## [Instrucciones de la tarea]
Indica cuántas líneas de las entradas siguientes contienen la palabra "person". Escribe únicamente el número.

## [Material de la tarea]
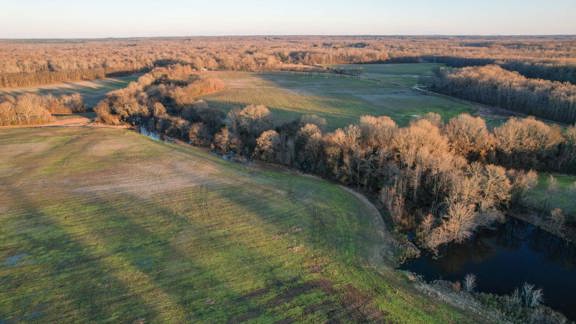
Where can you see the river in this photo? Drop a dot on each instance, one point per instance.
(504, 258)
* * *
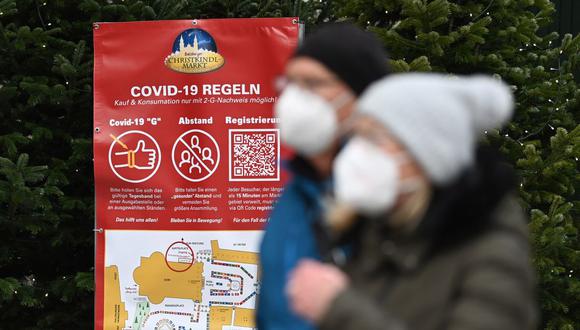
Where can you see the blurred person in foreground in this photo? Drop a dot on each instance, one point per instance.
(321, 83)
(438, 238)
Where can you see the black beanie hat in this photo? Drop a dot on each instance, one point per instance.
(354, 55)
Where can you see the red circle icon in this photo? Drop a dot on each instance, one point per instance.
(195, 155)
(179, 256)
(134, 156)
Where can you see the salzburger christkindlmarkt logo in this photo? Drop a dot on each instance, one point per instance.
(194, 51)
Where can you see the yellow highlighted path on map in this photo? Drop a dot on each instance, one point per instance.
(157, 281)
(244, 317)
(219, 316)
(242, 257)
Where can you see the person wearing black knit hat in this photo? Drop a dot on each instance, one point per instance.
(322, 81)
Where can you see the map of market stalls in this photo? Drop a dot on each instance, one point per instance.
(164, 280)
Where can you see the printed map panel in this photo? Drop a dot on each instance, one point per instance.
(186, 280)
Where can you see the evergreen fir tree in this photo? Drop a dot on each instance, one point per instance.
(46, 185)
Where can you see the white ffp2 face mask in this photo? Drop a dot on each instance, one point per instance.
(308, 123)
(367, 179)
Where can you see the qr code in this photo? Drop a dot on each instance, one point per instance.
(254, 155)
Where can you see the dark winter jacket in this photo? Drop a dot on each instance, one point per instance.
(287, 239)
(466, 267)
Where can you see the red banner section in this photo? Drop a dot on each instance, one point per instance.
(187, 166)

## [Resultado del ejercicio]
2